[Opening PASSAGE TO READ section]

Breakfast with Curtis premiered last summer at the Los Angeles Film Festival, and was by far the standout narrative film of the festival. After playing a series of festivals around the country last fall, the film is returning to Los Angeles for some well-deserved recognition. The film was recently announced as the winner of the Film Independent Spirit Awards Jameson FIND Your Audience Award. It was also nominated for the John Cassavetes Award to be given at the Spirit Awards on February 23rd. Oscar-nominated filmmaker Paul Thomas Anderson (Boogie Nights, Magnolia, There Will Be Blood, The Master) will be hosting a Q&A screening of Breakfast with Curtis on February 21st at the Aero Theater in Santa Monica, which will include him moderating a Q&A with the cast and crew. Tickers are currently on-sale on Fandango.
Breakfast with Curtis begins with Syd (Theo Green), an eccentric bookseller who five years ago created a rift between the residents of his three-apartment, bohemian home, and the more straight-laced family living next door. When Syd gets the inspiration to begin a new creative endeavor, he enlists the help of the socially awkward teenager Curtis (Jonah Parker), the son of the opposing family. Syd and Curtis enjoy a bond that brings back together their group of family members and neighbors for a deeply emotional and joyous seminal summer. Curtis’ parents are played by his real-life parents David Parker and Virginia Laffey, and his younger brother Gideon Parker appears in the film as “Young Curtis.” Syd’s romantic partner, Pirate, is played by Theo’s real-life partner Adele Parker. Living with Syd and Theo are Fenchy and Paola, played by real-life couple Aaron Jungles and filmmaker Laura Colella. Colella used her friends, neighbors, and Jonah Parker’s “Breakfast with Theo” YouTube series as inspirations for a film that’s “loosely based on fiction.” When this incredible cast of artists was last in LA, I had the pleasure of speaking with all of them for almost an hour. We enjoyed a deeply informative and entertaining conversation, and here’s what they shared with me about blending reality and fiction and crafting Breakfast with Curtis.

[Closing PASSAGE TO READ section]
[Opening RECORDS section]

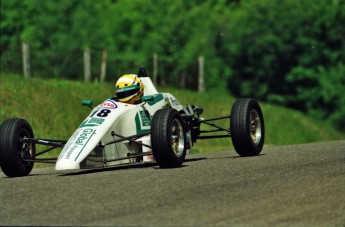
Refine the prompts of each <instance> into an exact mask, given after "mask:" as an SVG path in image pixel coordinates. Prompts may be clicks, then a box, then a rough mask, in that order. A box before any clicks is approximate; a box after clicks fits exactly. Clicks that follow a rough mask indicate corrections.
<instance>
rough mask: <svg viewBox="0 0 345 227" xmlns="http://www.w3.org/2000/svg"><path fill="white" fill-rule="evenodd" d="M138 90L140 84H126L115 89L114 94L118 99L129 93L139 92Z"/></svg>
mask: <svg viewBox="0 0 345 227" xmlns="http://www.w3.org/2000/svg"><path fill="white" fill-rule="evenodd" d="M139 90H140V84H136V85H132V86H126V87H123V88H118V89H116V92H115V93H116V96H117V98H119V99H123V98H127V97H129V96H131V95H134V94H135V93H137V92H139Z"/></svg>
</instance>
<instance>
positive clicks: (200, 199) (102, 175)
mask: <svg viewBox="0 0 345 227" xmlns="http://www.w3.org/2000/svg"><path fill="white" fill-rule="evenodd" d="M0 204H1V205H0V225H1V226H3V225H16V226H18V225H35V226H37V225H54V226H57V225H68V226H81V225H89V226H106V225H111V226H230V225H231V226H342V227H343V226H345V140H343V141H334V142H327V143H313V144H303V145H290V146H280V147H268V148H264V150H263V152H262V154H261V155H260V156H256V157H247V158H241V157H238V156H237V155H236V154H235V152H234V151H227V152H215V153H205V154H197V155H189V156H187V160H186V162H185V163H184V165H183V167H181V168H177V169H160V168H158V167H157V166H156V165H154V164H142V165H135V166H131V167H116V168H111V169H107V170H102V171H101V170H93V171H80V172H59V173H57V172H55V170H54V169H53V167H52V168H41V169H34V170H33V172H32V173H31V175H30V176H28V177H21V178H7V177H5V175H4V174H3V173H2V172H0Z"/></svg>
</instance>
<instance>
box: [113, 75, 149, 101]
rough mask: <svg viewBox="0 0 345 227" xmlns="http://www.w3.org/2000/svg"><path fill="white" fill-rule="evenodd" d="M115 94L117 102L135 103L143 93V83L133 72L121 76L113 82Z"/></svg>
mask: <svg viewBox="0 0 345 227" xmlns="http://www.w3.org/2000/svg"><path fill="white" fill-rule="evenodd" d="M115 89H116V90H115V94H116V98H117V100H118V101H119V102H124V103H128V104H137V103H140V102H141V97H142V96H143V94H144V85H143V83H142V82H141V80H140V78H139V77H138V76H137V75H135V74H125V75H123V76H121V77H120V78H119V79H118V80H117V82H116V84H115Z"/></svg>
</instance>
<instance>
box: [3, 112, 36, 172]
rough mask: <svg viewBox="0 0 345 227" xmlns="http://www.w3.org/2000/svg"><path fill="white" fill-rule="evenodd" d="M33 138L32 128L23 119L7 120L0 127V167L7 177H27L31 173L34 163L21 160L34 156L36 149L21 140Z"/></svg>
mask: <svg viewBox="0 0 345 227" xmlns="http://www.w3.org/2000/svg"><path fill="white" fill-rule="evenodd" d="M33 137H34V133H33V131H32V128H31V126H30V124H29V123H28V122H27V121H26V120H24V119H20V118H13V119H9V120H6V121H4V122H3V123H2V125H1V126H0V166H1V169H2V171H3V172H4V173H5V174H6V175H7V176H8V177H22V176H27V175H28V174H29V173H30V172H31V170H32V168H33V166H34V163H33V162H28V161H24V160H23V159H26V158H30V157H32V156H34V155H35V153H36V147H35V144H32V143H24V142H23V141H22V139H23V138H33Z"/></svg>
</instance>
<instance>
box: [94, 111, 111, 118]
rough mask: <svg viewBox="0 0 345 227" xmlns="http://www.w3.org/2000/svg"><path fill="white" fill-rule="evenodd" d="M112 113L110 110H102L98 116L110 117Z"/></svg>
mask: <svg viewBox="0 0 345 227" xmlns="http://www.w3.org/2000/svg"><path fill="white" fill-rule="evenodd" d="M110 112H111V110H108V109H102V110H101V111H100V112H99V113H98V114H97V116H98V117H106V116H108V114H109V113H110Z"/></svg>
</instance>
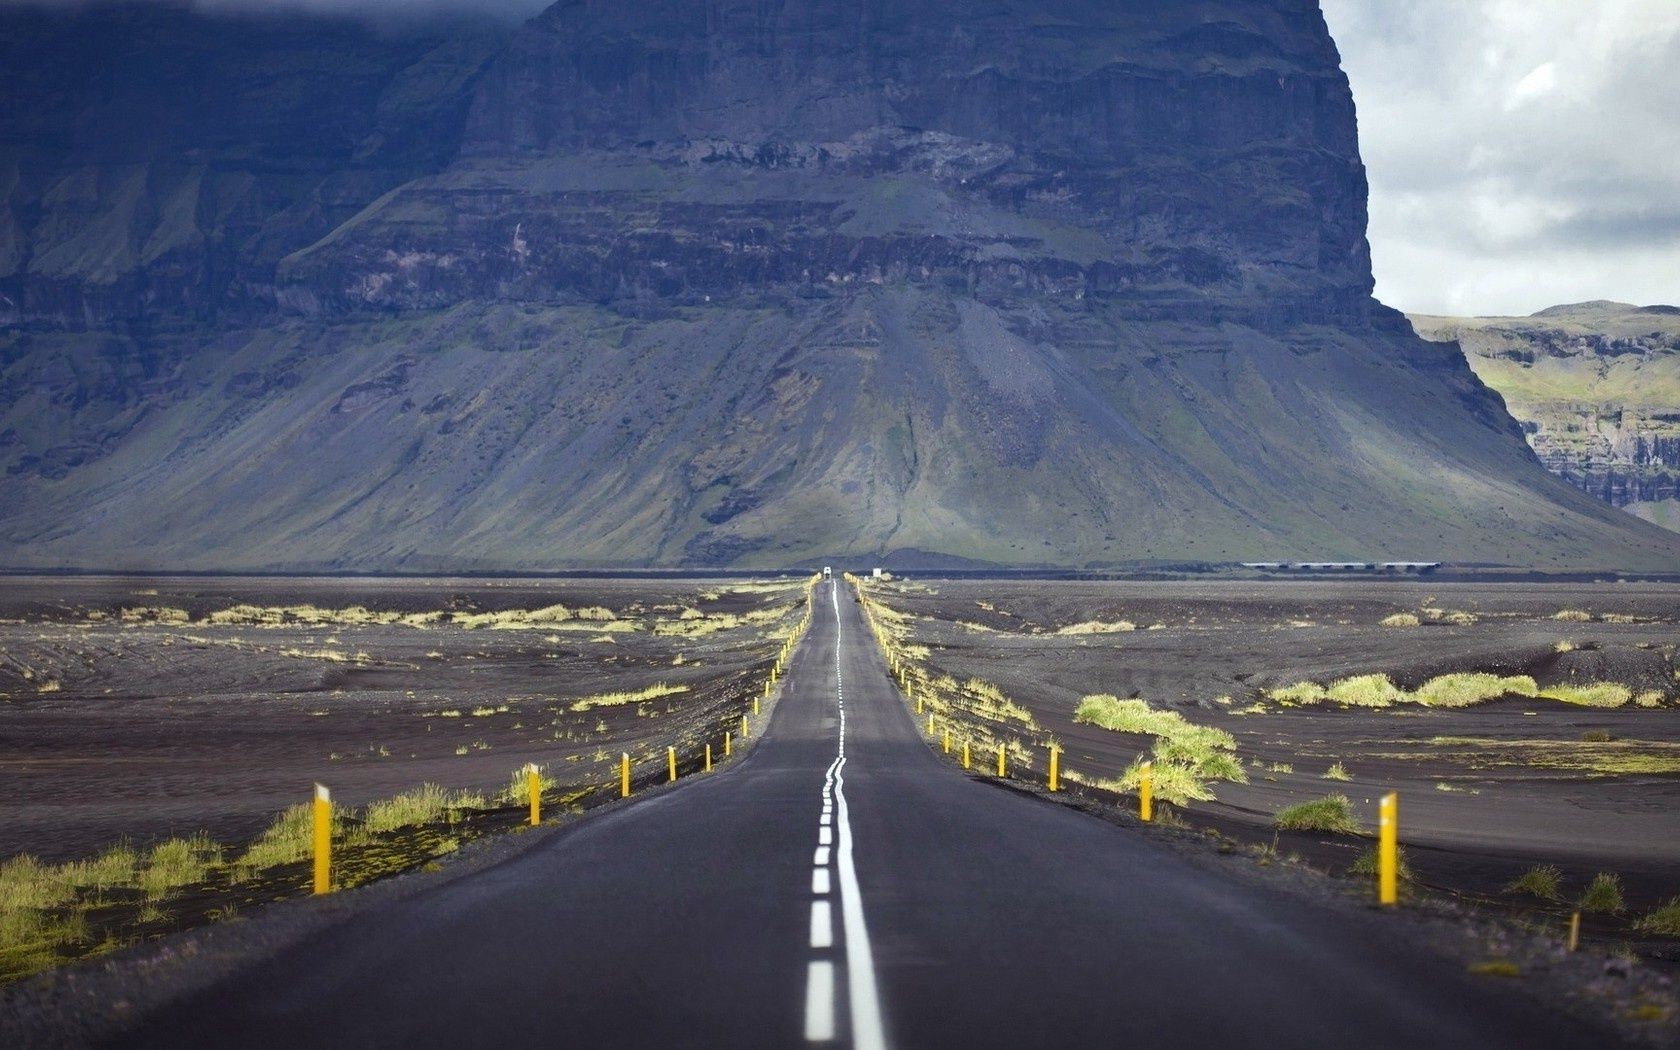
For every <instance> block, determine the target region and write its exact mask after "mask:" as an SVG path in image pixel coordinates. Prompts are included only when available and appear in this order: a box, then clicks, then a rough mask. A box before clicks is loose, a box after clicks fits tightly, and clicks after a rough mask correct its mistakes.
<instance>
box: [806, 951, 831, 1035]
mask: <svg viewBox="0 0 1680 1050" xmlns="http://www.w3.org/2000/svg"><path fill="white" fill-rule="evenodd" d="M833 1037H835V964H833V963H830V961H827V959H811V966H810V969H806V971H805V1038H806V1040H810V1042H813V1043H825V1042H828V1040H832V1038H833Z"/></svg>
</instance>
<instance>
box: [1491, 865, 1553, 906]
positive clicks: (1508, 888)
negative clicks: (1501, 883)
mask: <svg viewBox="0 0 1680 1050" xmlns="http://www.w3.org/2000/svg"><path fill="white" fill-rule="evenodd" d="M1562 880H1564V874H1562V872H1561V870H1559V869H1557V865H1556V864H1536V865H1534V867H1530V869H1529V870H1525V872H1522V874H1520V875H1517V877H1515V879H1512V880H1510V882H1507V884H1505V892H1507V894H1527V895H1529V897H1539V899H1542V900H1557V899H1561V897H1562Z"/></svg>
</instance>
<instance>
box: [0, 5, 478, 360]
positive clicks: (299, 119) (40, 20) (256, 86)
mask: <svg viewBox="0 0 1680 1050" xmlns="http://www.w3.org/2000/svg"><path fill="white" fill-rule="evenodd" d="M501 40H502V35H501V32H499V30H492V29H487V27H479V25H464V24H457V25H449V27H442V25H433V27H427V29H415V27H410V29H408V30H403V32H373V30H370V29H366V27H363V25H360V24H354V22H348V20H328V18H289V17H205V15H197V13H192V12H190V10H186V8H185V7H168V5H153V3H96V5H89V7H77V8H74V10H57V8H37V7H7V8H3V10H0V324H12V326H18V324H25V326H40V324H45V326H59V328H66V326H69V328H89V326H92V328H99V326H113V324H118V326H121V324H128V323H134V321H144V323H156V321H160V319H163V321H168V323H175V321H180V319H193V321H210V319H215V318H228V316H234V318H247V319H249V318H252V316H262V314H267V312H272V309H274V269H276V264H277V262H279V260H281V259H282V257H284V255H287V254H289V252H294V250H297V249H301V247H306V245H309V244H311V242H314V240H318V239H319V237H323V235H324V234H328V232H331V230H333V228H334V227H338V225H341V223H343V222H344V220H348V218H351V217H353V215H354V213H356V212H358V210H361V208H363V207H365V205H366V203H370V202H371V200H375V198H378V197H380V195H381V193H385V192H386V190H390V188H393V186H396V185H402V183H405V181H408V180H412V178H413V176H417V175H422V173H427V171H435V170H438V168H442V166H444V165H445V163H449V161H450V160H452V158H454V155H455V150H457V144H459V141H460V129H462V124H464V119H465V113H467V104H469V101H470V92H472V87H474V86H475V82H477V79H479V76H480V74H482V71H484V67H486V64H487V62H489V59H491V57H492V54H494V52H496V49H497V47H499V45H501Z"/></svg>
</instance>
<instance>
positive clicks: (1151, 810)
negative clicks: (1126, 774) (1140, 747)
mask: <svg viewBox="0 0 1680 1050" xmlns="http://www.w3.org/2000/svg"><path fill="white" fill-rule="evenodd" d="M1137 816H1139V820H1142V822H1144V823H1147V822H1151V820H1154V763H1144V764H1142V768H1141V769H1139V771H1137Z"/></svg>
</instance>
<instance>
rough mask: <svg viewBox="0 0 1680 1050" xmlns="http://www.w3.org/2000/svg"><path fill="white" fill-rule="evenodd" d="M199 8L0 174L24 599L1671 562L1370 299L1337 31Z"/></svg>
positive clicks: (1190, 19) (1208, 3)
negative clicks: (1282, 562)
mask: <svg viewBox="0 0 1680 1050" xmlns="http://www.w3.org/2000/svg"><path fill="white" fill-rule="evenodd" d="M55 17H57V18H60V20H66V22H67V24H77V22H76V18H77V15H62V13H60V15H55ZM160 17H161V15H160ZM170 17H180V18H185V20H188V22H192V25H193V27H195V29H192V30H190V32H188V30H183V29H178V27H176V29H171V30H170V32H166V34H163V37H161V39H153V40H150V42H144V40H141V42H138V44H134V45H133V47H136V49H138V50H136V52H134V62H136V64H138V66H139V67H146V69H151V71H153V72H151V74H148V76H141V77H134V79H133V81H123V82H119V84H113V86H111V94H109V97H113V99H119V101H121V108H124V109H131V108H134V106H136V104H134V102H133V99H139V101H146V99H151V101H150V102H148V106H150V109H148V108H146V106H139V108H138V109H139V111H141V113H155V114H158V116H156V118H155V119H153V121H151V123H155V124H158V126H156V128H153V129H148V128H146V126H144V124H136V128H133V129H131V131H133V133H131V134H129V136H128V139H123V138H121V136H118V139H114V141H118V143H123V141H128V144H126V146H124V150H126V151H119V153H116V155H113V158H111V160H109V163H106V160H101V158H99V155H96V153H91V150H92V146H89V144H87V143H89V141H99V143H102V141H104V136H108V134H111V131H109V126H108V124H106V126H101V124H99V123H97V121H96V119H94V116H86V118H84V116H76V114H96V116H97V114H101V113H106V111H108V109H109V106H106V104H94V102H91V101H89V97H104V96H99V92H97V91H94V89H92V87H86V84H101V81H99V77H101V76H102V74H99V72H97V69H91V67H89V69H77V67H74V64H72V67H69V69H67V71H66V74H64V76H66V77H67V84H69V87H66V89H64V97H71V99H81V101H77V102H74V104H67V106H66V108H64V109H66V114H69V116H67V126H74V124H77V121H82V119H87V121H92V123H91V124H87V126H89V128H104V129H101V131H99V133H97V134H94V136H92V138H91V139H81V138H76V136H74V134H71V136H69V138H66V139H64V141H57V143H55V144H54V143H50V141H47V139H45V138H42V139H40V141H37V143H35V144H34V146H32V148H34V150H35V153H30V155H29V156H25V158H24V160H20V161H18V163H15V165H13V166H12V168H7V170H8V171H13V175H10V176H7V178H10V181H5V180H0V186H10V188H8V190H7V193H8V197H7V200H8V202H10V203H8V207H10V213H12V220H10V222H12V225H8V227H5V228H7V230H8V234H7V235H5V237H3V239H0V259H10V267H12V269H10V270H7V274H10V277H7V281H10V282H12V284H3V282H0V289H10V291H7V292H5V294H8V296H13V299H12V324H10V326H8V328H5V329H3V331H0V469H3V479H0V564H12V566H20V564H27V566H66V564H84V566H86V564H89V563H97V564H99V566H106V568H144V566H171V568H202V570H210V568H242V570H260V568H287V570H321V568H329V570H370V571H376V570H398V568H400V570H413V571H440V570H460V568H480V570H502V571H519V570H559V568H575V566H601V568H606V566H643V564H667V566H674V564H754V566H783V564H790V563H795V561H813V559H818V558H823V559H835V558H838V559H850V558H867V559H869V561H870V563H885V564H1058V566H1068V564H1075V566H1112V564H1122V563H1132V561H1184V559H1194V561H1268V559H1309V561H1310V559H1357V561H1364V559H1420V561H1482V563H1512V564H1529V566H1546V568H1583V566H1594V568H1651V566H1672V564H1673V563H1675V558H1677V556H1680V541H1675V538H1672V536H1668V534H1665V533H1662V531H1660V529H1655V528H1650V526H1645V524H1641V522H1638V521H1633V519H1631V517H1628V516H1625V514H1620V512H1616V511H1614V509H1611V507H1608V506H1604V504H1601V502H1598V501H1593V499H1589V497H1588V496H1584V494H1583V492H1579V491H1578V489H1572V487H1569V486H1567V484H1564V482H1561V480H1557V479H1554V477H1551V475H1549V474H1547V472H1546V470H1544V469H1542V467H1541V464H1539V462H1537V460H1536V457H1534V454H1532V452H1530V450H1529V447H1527V445H1525V444H1524V440H1522V432H1520V430H1519V427H1517V423H1515V422H1514V420H1512V418H1510V417H1509V415H1507V413H1505V410H1504V405H1502V403H1500V400H1499V396H1497V395H1495V393H1492V391H1490V390H1488V388H1487V386H1485V385H1482V383H1480V381H1478V380H1477V378H1475V375H1472V371H1470V370H1468V368H1467V365H1465V361H1463V358H1462V354H1460V353H1458V351H1457V348H1445V346H1440V344H1431V343H1426V341H1423V339H1418V338H1416V336H1415V334H1413V333H1411V331H1410V328H1408V326H1406V324H1404V319H1403V318H1399V314H1396V312H1393V311H1389V309H1386V307H1383V306H1381V304H1378V302H1374V301H1373V299H1371V272H1369V264H1368V250H1366V242H1364V218H1366V215H1364V171H1362V166H1361V161H1359V153H1357V146H1356V128H1354V109H1352V99H1351V96H1349V89H1347V82H1346V77H1342V74H1341V71H1339V69H1337V59H1336V49H1334V45H1332V42H1331V39H1329V32H1327V30H1326V25H1324V18H1322V17H1320V15H1319V10H1317V5H1315V3H1312V2H1310V0H1198V2H1196V3H1166V2H1158V0H1151V2H1147V3H1097V2H1092V0H1032V2H1020V0H922V2H917V3H900V5H880V3H874V2H872V0H870V2H864V0H637V2H635V3H628V2H623V0H563V2H561V3H556V5H554V7H551V8H549V10H548V12H544V13H543V15H541V17H538V18H536V20H533V22H531V24H529V25H526V27H524V29H521V30H517V32H516V34H514V35H512V37H511V39H509V40H507V42H506V45H497V47H494V49H491V50H494V52H496V54H494V57H491V59H489V60H480V59H479V57H477V55H480V54H487V52H486V50H475V49H474V47H475V45H470V40H462V39H457V37H454V35H449V34H445V35H442V37H435V35H433V37H425V34H408V35H405V37H396V39H385V37H380V39H371V37H366V35H361V37H358V35H356V32H351V30H348V29H344V27H343V25H338V24H329V25H328V27H323V24H319V22H314V20H309V18H294V20H286V22H282V24H281V27H282V29H284V32H276V34H269V35H259V37H255V39H245V37H227V35H222V37H215V32H223V30H222V29H205V27H223V24H220V22H208V20H207V22H203V25H200V24H198V22H193V18H192V17H188V15H180V13H178V12H176V15H170ZM358 32H360V30H358ZM207 34H208V35H207ZM181 40H198V42H200V44H202V50H207V52H210V54H203V55H200V54H198V52H197V50H192V49H188V50H186V52H183V50H181ZM427 40H430V44H427ZM287 49H291V50H287ZM452 49H454V50H452ZM124 54H126V52H124ZM183 55H185V57H186V59H197V60H195V62H190V66H192V69H190V71H188V72H185V74H181V82H183V84H188V86H193V84H198V77H200V72H198V69H197V67H198V66H203V67H205V69H225V72H227V77H228V79H227V87H225V91H223V94H225V96H227V97H213V96H207V97H208V101H192V99H185V97H181V92H180V91H178V89H171V91H173V92H171V91H163V89H161V87H158V86H156V84H155V82H153V81H155V79H156V76H158V74H156V71H160V69H165V67H176V66H181V59H183ZM148 62H150V64H151V66H146V64H148ZM217 62H220V64H222V66H220V67H218V66H217ZM25 66H27V62H25ZM37 66H39V64H37ZM0 69H5V67H3V66H0ZM32 69H35V67H32ZM30 76H49V74H47V72H44V71H40V69H35V72H34V74H30ZM54 76H55V74H54ZM161 82H163V84H171V82H173V81H170V77H163V81H161ZM77 86H82V87H77ZM84 87H86V89H84ZM77 91H81V92H82V94H77ZM29 92H44V94H52V96H54V97H59V89H50V91H49V89H47V87H40V86H35V87H29ZM29 92H25V94H29ZM89 92H92V94H89ZM7 97H12V96H10V94H8V96H7ZM13 109H15V111H17V109H22V108H13ZM166 118H170V119H173V118H180V121H181V123H183V124H181V126H176V124H170V123H168V119H166ZM101 119H102V118H101ZM304 121H314V123H316V124H318V126H314V128H312V129H311V126H304ZM37 131H40V134H42V136H45V134H47V131H45V129H40V128H37ZM49 138H50V136H49ZM42 158H57V160H52V161H50V163H45V161H42ZM134 165H139V166H138V168H136V166H134ZM195 165H197V166H195ZM89 166H91V170H92V171H94V175H96V176H76V178H72V176H71V173H72V171H81V170H82V168H89ZM66 180H69V181H66ZM77 186H84V188H86V193H87V195H86V197H82V198H76V200H82V202H86V203H84V205H76V207H66V208H62V210H54V208H55V207H57V205H54V202H60V200H72V198H74V193H72V190H74V188H77ZM76 192H82V190H76ZM119 202H121V207H118V203H119ZM3 245H12V247H3ZM7 252H10V254H7ZM49 260H62V262H54V264H52V265H50V267H49V265H47V262H49ZM49 270H50V272H49ZM49 277H50V279H49ZM118 319H119V321H121V323H116V321H118Z"/></svg>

[Closing RECORDS section]

(REQUIRED TASKS)
**A)** Answer these questions using the article about Breakfast with Curtis, one answer per line:
(i) At which festival did the film premiere?
(ii) Which award was the film recently announced as winning?
(iii) Who plays Curtis' parents in the film?
**B)** Reproduce word for word the part of the article about Breakfast with Curtis starting with "Breakfast with Curtis premiered" and going on through "on-sale on Fandango.".
**C)** Resume the article about Breakfast with Curtis from the point where it stops.

(TASK-BY-TASK RESULTS)
**A)**
(i) The Los Angeles Film Festival.
(ii) The Film Independent Spirit Awards Jameson FIND Your Audience Award.
(iii) His real-life parents, David Parker and Virginia Laffey.

**B)**
Breakfast with Curtis premiered last summer at the Los Angeles Film Festival, and was by far the standout narrative film of the festival. After playing a series of festivals around the country last fall, the film is returning to Los Angeles for some well-deserved recognition. The film was recently announced as the winner of the Film Independent Spirit Awards Jameson FIND Your Audience Award. It was also nominated for the John Cassavetes Award to be given at the Spirit Awards on February 23rd. Oscar-nominated filmmaker Paul Thomas Anderson (Boogie Nights, Magnolia, There Will Be Blood, The Master) will be hosting a Q&A screening of Breakfast with Curtis on February 21st at the Aero Theater in Santa Monica, which will include him moderating a Q&A with the cast and crew. Tickers are currently on-sale on Fandango.

**C)**
Jackson Truax: Laura, what was the impetus for making Breakfast with Curtis, and writing and directing such a personal project using your home, friends, and neighbors?
Laura Colella: I’d been working on a project for a few years that was a bigger-budgeted project… I had sent it to a lot of people, gotten a lot of meetings and great responses to the script. It was still in that kind-of-impossible-to-get-the-funding-for stage. I really was itching to make a movie… I just shifted gears and tried to think of something that would be a very hands-on project that I could do without going through this whole funding rigmarole. I talked to my friends and neighbors who lived within thirty feet of me… I proposed the idea. They were immediately on board and psyched. Then we started talking about story ideas. I said, “If I can write a decent script, then I’ll buy the camera. I’ll make the investment…” That’s how it shook out.
JT: The living arrangements that are portrayed in the film, do they mirror where you all live in real-life?
Theo Green: It wasn’t portrayed. It’s reality. What you saw is what it is. We just had to change one picture on the wall. And that’s it. That’s where we live.
Aaron Jungles: That house is a three-apartment house. It’s three separate apartments.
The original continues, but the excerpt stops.